(Supplied text Opens)

I could have written every word from Sharon’s post. Amazing how many have the exact same experiences.
I am a codependent elderly man who is working hard with a therapist. I am in love with an Aspergers lady (undiagnosed and probably in denial) who loves me but concerned with my codependency cuz she “doesn’t want to get sucked into codependency with me. Off and on she behaves in an independent manner “to keep our relationship healthy” . When I don’t see her or hear from her I wonder what she’s doing. I don’t call or text her all that much, even though I want to, so she doesn’t feel smothered. Her moods seem erratic and it’s hard on me emotionally
So what do you do then instead? I recognise a lot of this.
I am a disabled veteran with two kids ages 3 and 5. My Aspie has another family with three young adult kids and a grandson…because the first wife dropped dead – I believe. Of the same neglect that I’ve experienced. I filed for divorce 19 months ago and it has gone in circles. I am on my second attempt to move out but even that feels halfway – I feel trapped financially and in very codependent ways. My health frequently deteriorates from the stress. He just leaves. I can’t count on anything. He controls all the money except my disability. I am dying for affection and coordinated problem solving. It is like beating a dead horse. My husband has refused to work for 14 years and he sleeps weird hours in a locked room across the house and drinks and repairs amplifiers. He insists that our house is his and I feel unwelcome. I have compulsively thrift shopped in coronavirus lockdown and created more of a mess.
Autistic mom with an autistic child here to tell you the annoying truths you NT’s don’t want to hear.:
Advocating for your child’s sensory needs and respecting their social boundaries and abilities is not making excuses for their “rude behavior”. Its explaining to other what your child is going through to people that dont understand.

(Supplied text Closes)
(Data extracts Opens)

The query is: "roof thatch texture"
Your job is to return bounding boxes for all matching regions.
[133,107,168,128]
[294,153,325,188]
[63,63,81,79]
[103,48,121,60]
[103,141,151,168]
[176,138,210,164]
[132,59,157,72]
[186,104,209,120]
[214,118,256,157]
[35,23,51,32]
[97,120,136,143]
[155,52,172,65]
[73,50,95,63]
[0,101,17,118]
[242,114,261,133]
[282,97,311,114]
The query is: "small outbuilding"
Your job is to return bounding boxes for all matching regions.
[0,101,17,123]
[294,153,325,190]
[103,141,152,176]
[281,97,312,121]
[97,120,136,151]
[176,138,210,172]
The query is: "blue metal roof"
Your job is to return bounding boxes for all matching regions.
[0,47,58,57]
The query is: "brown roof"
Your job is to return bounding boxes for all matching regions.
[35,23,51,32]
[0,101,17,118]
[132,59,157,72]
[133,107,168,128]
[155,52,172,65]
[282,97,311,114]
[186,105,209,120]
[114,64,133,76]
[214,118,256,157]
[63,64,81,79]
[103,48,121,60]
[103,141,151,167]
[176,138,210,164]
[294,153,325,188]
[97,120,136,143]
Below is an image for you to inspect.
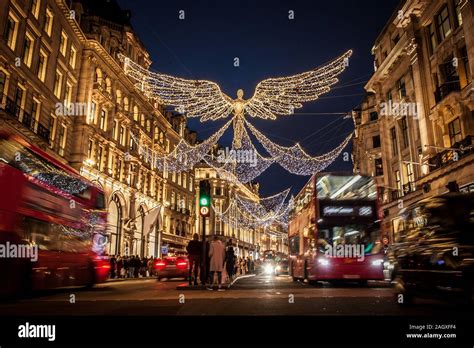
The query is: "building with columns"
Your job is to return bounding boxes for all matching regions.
[0,0,196,256]
[353,0,474,240]
[65,0,196,256]
[195,164,288,257]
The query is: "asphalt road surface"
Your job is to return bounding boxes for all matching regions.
[0,275,470,317]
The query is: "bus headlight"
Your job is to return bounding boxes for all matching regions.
[318,259,329,266]
[372,259,383,266]
[265,265,273,274]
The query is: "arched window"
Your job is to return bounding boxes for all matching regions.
[105,77,112,94]
[95,68,103,85]
[115,89,122,105]
[133,105,139,122]
[123,97,130,111]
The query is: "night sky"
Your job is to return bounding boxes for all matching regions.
[119,0,399,196]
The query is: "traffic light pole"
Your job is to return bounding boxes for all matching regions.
[201,216,207,284]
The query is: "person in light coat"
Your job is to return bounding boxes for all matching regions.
[207,236,225,291]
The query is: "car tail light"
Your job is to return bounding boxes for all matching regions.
[176,261,188,268]
[155,261,166,269]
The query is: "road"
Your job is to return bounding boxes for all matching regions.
[0,275,467,316]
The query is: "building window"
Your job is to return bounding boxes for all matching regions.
[372,135,380,149]
[5,12,19,51]
[461,46,472,83]
[31,98,41,133]
[69,45,77,69]
[87,139,94,159]
[369,111,379,121]
[448,117,462,146]
[395,170,402,192]
[406,163,415,183]
[390,127,398,156]
[112,120,119,141]
[49,115,57,147]
[87,102,97,124]
[94,68,102,86]
[0,70,7,98]
[115,89,122,105]
[44,6,54,36]
[31,0,41,19]
[133,105,140,122]
[23,33,35,68]
[59,124,67,156]
[64,82,72,106]
[401,117,409,149]
[53,70,63,99]
[99,109,107,131]
[97,145,104,171]
[15,85,26,121]
[428,22,438,53]
[59,30,67,57]
[454,0,462,27]
[119,126,125,146]
[38,50,48,82]
[397,77,407,99]
[374,158,383,176]
[436,5,451,41]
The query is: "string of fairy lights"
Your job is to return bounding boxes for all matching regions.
[120,50,352,228]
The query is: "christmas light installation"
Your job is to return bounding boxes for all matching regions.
[245,120,352,175]
[120,50,352,148]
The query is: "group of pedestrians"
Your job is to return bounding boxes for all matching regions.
[186,234,255,291]
[110,254,154,279]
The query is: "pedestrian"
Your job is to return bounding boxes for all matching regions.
[207,235,225,291]
[110,255,117,279]
[147,255,155,277]
[117,254,123,278]
[133,255,142,278]
[225,244,235,282]
[186,233,202,286]
[123,256,130,278]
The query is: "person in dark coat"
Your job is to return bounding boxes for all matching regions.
[225,245,235,281]
[186,233,202,285]
[110,255,117,279]
[133,255,142,278]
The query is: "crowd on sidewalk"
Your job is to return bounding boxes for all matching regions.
[186,234,258,291]
[109,234,260,289]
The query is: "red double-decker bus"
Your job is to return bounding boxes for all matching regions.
[288,173,384,283]
[0,133,110,296]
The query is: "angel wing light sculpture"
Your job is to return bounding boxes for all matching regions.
[121,50,352,149]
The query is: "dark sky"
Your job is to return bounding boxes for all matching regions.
[119,0,399,196]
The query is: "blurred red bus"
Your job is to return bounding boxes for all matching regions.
[0,132,110,296]
[288,173,384,283]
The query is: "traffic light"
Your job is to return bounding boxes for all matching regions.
[199,180,211,216]
[446,181,459,192]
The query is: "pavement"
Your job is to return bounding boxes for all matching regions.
[0,275,471,316]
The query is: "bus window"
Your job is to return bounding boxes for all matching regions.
[95,192,105,209]
[289,236,300,255]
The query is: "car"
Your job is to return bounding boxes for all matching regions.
[154,256,189,280]
[275,259,289,277]
[392,193,474,305]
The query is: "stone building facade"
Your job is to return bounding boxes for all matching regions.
[0,0,196,256]
[353,0,474,240]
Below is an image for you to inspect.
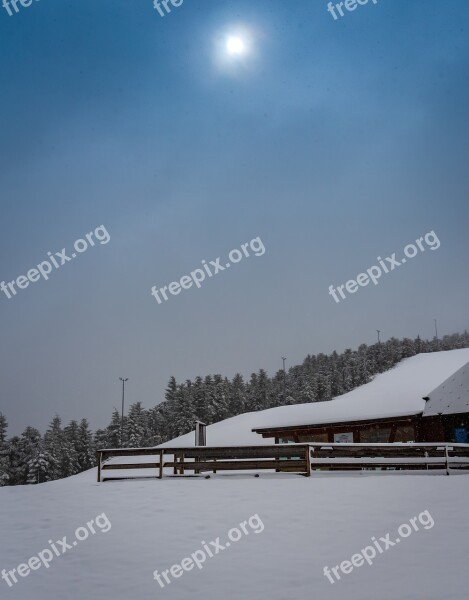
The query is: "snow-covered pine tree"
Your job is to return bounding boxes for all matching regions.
[61,420,81,477]
[26,440,57,484]
[76,419,96,472]
[127,402,148,448]
[0,413,10,487]
[44,415,70,481]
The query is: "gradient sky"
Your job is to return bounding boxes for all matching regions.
[0,0,469,434]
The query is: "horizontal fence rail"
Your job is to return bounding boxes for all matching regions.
[97,442,469,482]
[97,444,311,482]
[309,443,469,475]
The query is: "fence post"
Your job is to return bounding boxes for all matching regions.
[306,446,311,477]
[97,452,103,483]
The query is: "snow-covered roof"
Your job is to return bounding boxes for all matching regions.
[423,364,469,417]
[162,348,469,448]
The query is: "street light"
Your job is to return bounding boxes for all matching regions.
[119,377,129,448]
[282,356,287,402]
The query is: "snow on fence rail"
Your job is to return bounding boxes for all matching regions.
[97,444,311,481]
[97,442,469,482]
[309,443,469,475]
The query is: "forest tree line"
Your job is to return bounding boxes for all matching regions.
[0,331,469,486]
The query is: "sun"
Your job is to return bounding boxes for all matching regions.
[226,35,246,56]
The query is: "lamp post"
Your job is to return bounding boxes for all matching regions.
[119,377,129,448]
[282,356,287,402]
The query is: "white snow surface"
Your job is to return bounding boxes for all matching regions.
[162,348,469,448]
[0,470,469,600]
[0,350,469,600]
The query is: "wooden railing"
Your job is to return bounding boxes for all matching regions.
[310,443,469,475]
[97,443,469,481]
[97,444,310,481]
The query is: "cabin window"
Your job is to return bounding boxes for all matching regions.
[278,435,295,444]
[394,425,415,442]
[298,433,329,444]
[360,425,397,444]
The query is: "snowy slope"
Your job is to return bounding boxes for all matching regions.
[162,348,469,448]
[0,471,469,600]
[0,351,469,600]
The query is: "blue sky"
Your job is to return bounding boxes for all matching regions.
[0,0,469,433]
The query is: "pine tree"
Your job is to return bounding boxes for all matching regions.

(Data extracts Closes)

### Your tasks
(1) Condense the paragraph in the comments that begins "I am a codependent elderly man" into a shorter version that keeps its main facts.
(2) Transcribe the passage from the comments starting with "I could have" and going on through "lot of this.".

### Answers for each item
(1) An elderly, codependent man who is working hard with a therapist is in love with a woman he believes has undiagnosed Asperger's and is probably in denial. She loves him but worries about being drawn into codependency, so at times she acts independently to keep the relationship healthy. When they are apart he wonders what she is doing, yet he limits his calls and texts so she won't feel smothered. Her erratic moods are emotionally hard on him.

(2)
I could have written every word from Sharon’s post. Amazing how many have the exact same experiences.
I am a codependent elderly man who is working hard with a therapist. I am in love with an Aspergers lady (undiagnosed and probably in denial) who loves me but concerned with my codependency cuz she “doesn’t want to get sucked into codependency with me. Off and on she behaves in an independent manner “to keep our relationship healthy” . When I don’t see her or hear from her I wonder what she’s doing. I don’t call or text her all that much, even though I want to, so she doesn’t feel smothered. Her moods seem erratic and it’s hard on me emotionally
So what do you do then instead? I recognise a lot of this.